# Task to carry out
Locate, in the data below, the line that contains "Target: torii gate" and the line that contains "Place one point on every instance of the stone torii"; reproduce exactly those two lines and every line between them, nothing more.

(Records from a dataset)
########

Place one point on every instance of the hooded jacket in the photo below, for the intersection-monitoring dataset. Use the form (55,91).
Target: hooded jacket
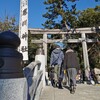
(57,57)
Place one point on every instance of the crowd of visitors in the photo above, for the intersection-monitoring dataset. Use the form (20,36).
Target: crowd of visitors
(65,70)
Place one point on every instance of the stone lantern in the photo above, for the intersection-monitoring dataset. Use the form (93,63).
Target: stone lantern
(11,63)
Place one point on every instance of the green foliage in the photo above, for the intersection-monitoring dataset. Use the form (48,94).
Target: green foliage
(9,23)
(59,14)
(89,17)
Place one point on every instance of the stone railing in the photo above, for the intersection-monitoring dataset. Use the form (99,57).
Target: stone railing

########

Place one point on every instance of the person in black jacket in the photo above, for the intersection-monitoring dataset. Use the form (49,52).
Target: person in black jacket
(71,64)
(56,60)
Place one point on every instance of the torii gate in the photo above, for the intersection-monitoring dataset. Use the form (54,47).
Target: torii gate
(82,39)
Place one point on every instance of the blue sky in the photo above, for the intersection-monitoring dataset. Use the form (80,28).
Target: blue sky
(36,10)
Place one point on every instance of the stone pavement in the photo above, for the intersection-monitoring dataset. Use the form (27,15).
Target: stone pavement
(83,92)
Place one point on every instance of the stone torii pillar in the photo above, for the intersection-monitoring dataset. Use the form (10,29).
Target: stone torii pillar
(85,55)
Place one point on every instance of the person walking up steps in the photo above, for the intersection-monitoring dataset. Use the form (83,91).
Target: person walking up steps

########

# Expected output
Target: torii gate
(82,39)
Place one point on every instance of the blue sky in the photo above, for the intersection-monitoring dataset. Use the form (80,28).
Target: blue sky
(36,10)
Place one point on every instance of the stone pavement in the photo above, for the intersection-monitoring dataset. Use the form (27,15).
Target: stone pavement
(83,92)
Place one point on every instance of the stone torii pillar in the photo above, for the intersection-monitoring dataset. Use the form (10,29).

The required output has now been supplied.